* Start SUPPLIED RECORDS *

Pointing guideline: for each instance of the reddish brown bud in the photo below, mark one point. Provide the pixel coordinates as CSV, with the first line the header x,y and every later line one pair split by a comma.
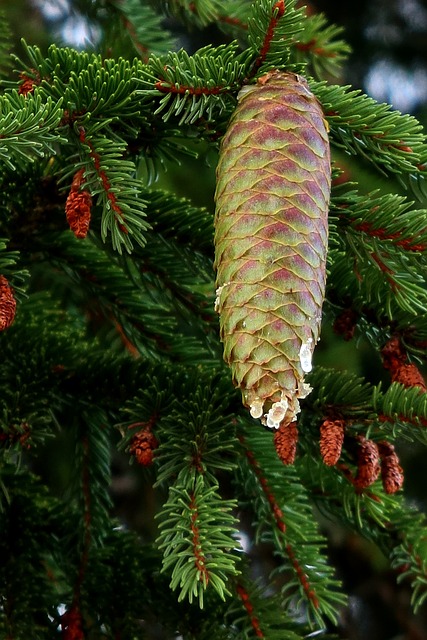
x,y
143,445
78,207
368,466
331,439
285,442
7,304
409,375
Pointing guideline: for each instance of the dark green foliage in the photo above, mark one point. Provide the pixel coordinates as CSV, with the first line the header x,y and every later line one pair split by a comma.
x,y
114,355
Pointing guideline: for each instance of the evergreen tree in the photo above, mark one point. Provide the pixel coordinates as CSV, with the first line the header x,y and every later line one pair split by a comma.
x,y
110,341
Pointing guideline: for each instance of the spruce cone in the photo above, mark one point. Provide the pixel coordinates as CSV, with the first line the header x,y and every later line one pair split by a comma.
x,y
272,196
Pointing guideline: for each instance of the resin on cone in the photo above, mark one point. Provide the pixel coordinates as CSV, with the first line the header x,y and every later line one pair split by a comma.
x,y
271,234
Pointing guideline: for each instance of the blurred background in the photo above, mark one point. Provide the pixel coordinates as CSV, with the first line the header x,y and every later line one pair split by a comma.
x,y
389,62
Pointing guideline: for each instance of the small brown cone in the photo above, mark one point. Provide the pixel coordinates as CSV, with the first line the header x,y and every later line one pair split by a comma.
x,y
143,445
368,464
331,440
7,304
78,207
285,442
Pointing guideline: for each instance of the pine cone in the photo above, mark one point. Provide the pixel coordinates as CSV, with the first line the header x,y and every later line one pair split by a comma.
x,y
272,195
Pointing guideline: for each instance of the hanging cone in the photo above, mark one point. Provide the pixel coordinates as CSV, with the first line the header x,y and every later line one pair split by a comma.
x,y
272,196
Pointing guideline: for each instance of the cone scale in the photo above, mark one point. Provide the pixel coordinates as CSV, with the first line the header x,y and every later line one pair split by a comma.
x,y
271,233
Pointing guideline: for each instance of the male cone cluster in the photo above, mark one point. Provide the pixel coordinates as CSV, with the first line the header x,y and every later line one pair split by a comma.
x,y
271,233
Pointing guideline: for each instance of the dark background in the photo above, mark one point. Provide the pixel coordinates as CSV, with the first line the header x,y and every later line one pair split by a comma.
x,y
388,61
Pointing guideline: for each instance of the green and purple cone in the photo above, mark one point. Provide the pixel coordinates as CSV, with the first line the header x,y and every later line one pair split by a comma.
x,y
271,234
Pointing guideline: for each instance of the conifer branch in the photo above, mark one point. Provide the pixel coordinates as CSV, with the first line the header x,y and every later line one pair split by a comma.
x,y
123,211
194,86
320,47
271,29
285,500
196,536
27,128
391,141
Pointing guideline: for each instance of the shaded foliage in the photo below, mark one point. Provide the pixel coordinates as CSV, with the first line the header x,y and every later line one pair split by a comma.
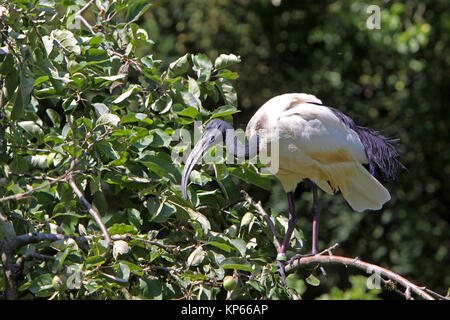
x,y
394,80
147,72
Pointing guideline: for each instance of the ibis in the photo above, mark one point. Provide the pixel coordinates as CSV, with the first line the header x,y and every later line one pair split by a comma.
x,y
314,142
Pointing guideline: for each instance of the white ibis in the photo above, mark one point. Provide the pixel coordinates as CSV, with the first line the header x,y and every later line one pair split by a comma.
x,y
314,142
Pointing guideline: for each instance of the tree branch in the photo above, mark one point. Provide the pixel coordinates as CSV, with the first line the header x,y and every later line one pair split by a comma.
x,y
365,266
91,210
266,216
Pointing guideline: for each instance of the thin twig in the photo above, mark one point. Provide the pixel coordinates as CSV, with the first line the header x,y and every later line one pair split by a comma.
x,y
91,210
261,210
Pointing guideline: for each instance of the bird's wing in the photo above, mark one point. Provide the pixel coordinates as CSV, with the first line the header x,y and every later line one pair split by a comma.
x,y
320,134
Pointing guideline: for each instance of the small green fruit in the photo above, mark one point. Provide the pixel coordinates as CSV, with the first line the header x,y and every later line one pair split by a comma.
x,y
229,283
59,283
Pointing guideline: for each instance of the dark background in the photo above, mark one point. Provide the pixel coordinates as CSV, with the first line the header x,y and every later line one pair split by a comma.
x,y
394,79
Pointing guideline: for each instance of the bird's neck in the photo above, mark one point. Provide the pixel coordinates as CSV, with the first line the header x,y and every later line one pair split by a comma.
x,y
239,150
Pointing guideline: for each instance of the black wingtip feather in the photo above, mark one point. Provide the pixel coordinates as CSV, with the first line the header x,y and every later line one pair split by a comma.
x,y
380,151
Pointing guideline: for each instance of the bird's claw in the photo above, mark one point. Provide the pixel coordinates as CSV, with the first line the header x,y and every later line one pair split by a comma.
x,y
280,265
298,256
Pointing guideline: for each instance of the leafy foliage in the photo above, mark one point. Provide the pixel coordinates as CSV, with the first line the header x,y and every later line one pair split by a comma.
x,y
393,79
73,101
111,93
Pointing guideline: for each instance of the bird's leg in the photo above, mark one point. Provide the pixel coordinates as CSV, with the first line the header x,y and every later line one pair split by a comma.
x,y
315,228
316,217
292,222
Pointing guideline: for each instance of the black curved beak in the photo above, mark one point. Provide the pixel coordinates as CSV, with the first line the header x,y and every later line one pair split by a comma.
x,y
207,140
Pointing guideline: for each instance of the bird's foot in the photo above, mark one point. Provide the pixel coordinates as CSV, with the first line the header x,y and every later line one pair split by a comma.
x,y
298,256
280,266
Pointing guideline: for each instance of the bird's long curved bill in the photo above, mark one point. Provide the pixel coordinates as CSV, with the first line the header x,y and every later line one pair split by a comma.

* End SUPPLIED RECORDS *

• GIVEN EXERCISE
Can you retype every record above exactly, leaving out the pictures?

• THE COMPLETED TASK
Pointing guideline: for each instance of the reddish brown bud in the photo below, mark one point. Provide the pixel coordinates as CSV, with the first line the header x,y and every later line one pair split by a comma.
x,y
143,445
78,207
368,466
331,439
285,442
7,304
409,375
Pointing guideline: for each instance of the dark green foliage in the photo above, mark one point. Provide the pixel coordinates as CSV, with the first line the header x,y and every later line one pair split by a comma.
x,y
114,355
Pointing guideline: for each instance of the evergreen tree in the photo above, mark one point. Provide the pixel coordinates as CSV, with the first line the header x,y and every later line one pair split by a comma.
x,y
110,341
Pointing guideline: for each instance of the spruce cone in the photo above, mark one point. Provide the pixel coordinates as CSV, with the first line the header x,y and every later line one pair split by a comma.
x,y
272,196
Pointing guideline: for each instance of the resin on cone in the photo above, mark one point. Provide the pixel coordinates as CSV, with the first line the header x,y and every later line one pair split by a comma.
x,y
271,234
Pointing guideline: for each instance of the blurred background in the photo above, mark one point. Provide the pixel coordinates as CSV, with the first line the header x,y and every later line one pair split by a comma.
x,y
389,62
Pointing guideline: for each instance of the small brown cone in the photo above, mark one point. Provide the pixel coordinates as CSV, with the first line the header x,y and every later line one pair split by a comma.
x,y
143,445
368,464
331,440
7,304
78,207
285,442
Pointing guideline: for each instance of the pine cone in the photo above, mark one point. Provide the pixel coordinates as CSV, with the first line the header x,y and every later line one pair split by a comma.
x,y
272,195
Pointing guideline: for each instance of the hanging cone in the photo above, mark one point. Provide the pixel coordinates as CSV, with the first line the header x,y and every later line one pair split by a comma.
x,y
272,196
Pointing guideline: for each instance of the cone scale in the photo above, mark one point. Provide the pixel coordinates as CSV, with the first line the header x,y and every later line one pair split by a comma.
x,y
271,233
Pointing guideline: for each instance of the male cone cluster in the photo above, mark one point. Provide the pixel coordinates as CSV, with the first line the header x,y and every later line one pair split by a comma.
x,y
271,233
Pointing guideline: for each instance of the dark background in the photo above, mark one point. Provide the pixel coordinates as CSV, with the first line the header x,y and every later line one pair split by a comma.
x,y
388,61
Pointing guideline: for each instance of the green and purple cone in the photo above, mark one point. Provide the pixel coordinates as CSV, with the first line the header x,y and every later line one pair split by a comma.
x,y
271,234
Pointing guideline: for each instance of the conifer branch in the photo above, mark one point. Provide the pixel coordinates as CSV, with the first line the header x,y and every later line one pair split by a comma.
x,y
123,211
194,86
320,47
271,29
285,500
196,536
27,128
391,141
Pointing guideline: for each instance of the shaded foliage in the photo below, mark one point. Provide the pixel coordinates as CSV, with the first line the header x,y and every later line one pair split by a comma.
x,y
394,80
147,72
Pointing guideline: for each instance of the ibis in the photo above, mark one point. Provide the pixel coordinates as CSV, with the first line the header x,y and every later line one pair split by a comma.
x,y
314,142
Pointing guideline: for each instance of the white ibis in the photo above, mark one point. Provide the pixel coordinates as CSV, with the first line the header x,y and every later line one pair split by a comma.
x,y
314,142
Pointing guideline: for each instance of the tree branch in the photo above, mark one point. Provide the pixel coordinates as CSV, with the first line the header x,y and every later line one pair split by a comma.
x,y
365,266
91,210
266,216
Pointing guideline: for each instance of the thin twig in the photo above, mark one point. Provide the pixel coordinates as CSV, with the first line the header x,y and every later line one pair split by a comma.
x,y
91,210
261,210
Pointing guideline: for each instance of the bird's wing in the photo above, mark one point. Provide the pixel coordinates as CSV, with the first line the header x,y and every later line one pair split by a comma.
x,y
320,134
Pointing guideline: for each instance of the small green fruit in the photo above, mark one point. Provide the pixel coordinates as CSV, with the first line the header x,y and every later line one pair split by a comma.
x,y
229,283
59,283
Pointing guideline: for each instance of the dark background in the photo above, mark one point. Provide the pixel coordinates as CSV, with the first line the header x,y and every later line one pair split by a comma.
x,y
394,79
Pointing guideline: for each instance of the bird's neck in the photo above, mark one point. Provide the pixel coordinates as CSV, with the first line the header x,y and every later line one pair split by a comma.
x,y
239,150
Pointing guideline: for each instance of the black wingtip feather in the photo above, mark one point. Provide the pixel coordinates as CSV, with the first line the header x,y and every later line one pair split by a comma.
x,y
380,151
Pointing guideline: for each instance of the bird's claw in the photo above, mark one point. Provide the pixel coordinates as CSV, with the first line the header x,y and every later line one pair split by a comma.
x,y
280,265
298,256
Pointing guideline: for each instance of the leafy foliage in the photo above, mark one point. Provide the pixel coordinates as CSV, with the first line the header x,y and every later line one pair split by a comma.
x,y
393,79
73,101
111,93
Pointing guideline: for each instance of the bird's leg in the photo above, mark one point. Provide the pixel coordinates as CSV, with the first line the header x,y and every later line one pair split by a comma.
x,y
315,228
316,217
292,222
Pointing guideline: for each instance of the black curved beak in the photo above, mark one point. Provide the pixel coordinates as CSV, with the first line the header x,y and every later line one pair split by a comma.
x,y
207,140
Pointing guideline: for each instance of the bird's foot in the photo above, mark one point. Provide the pixel coordinates as CSV, with the first line the header x,y and every later line one pair split by a comma.
x,y
298,256
280,266
Pointing guideline: for each instance of the bird's long curved bill in the photo above, mark one point. Provide the pixel coordinates as CSV, with the first line the header x,y and every later line one pair split by a comma.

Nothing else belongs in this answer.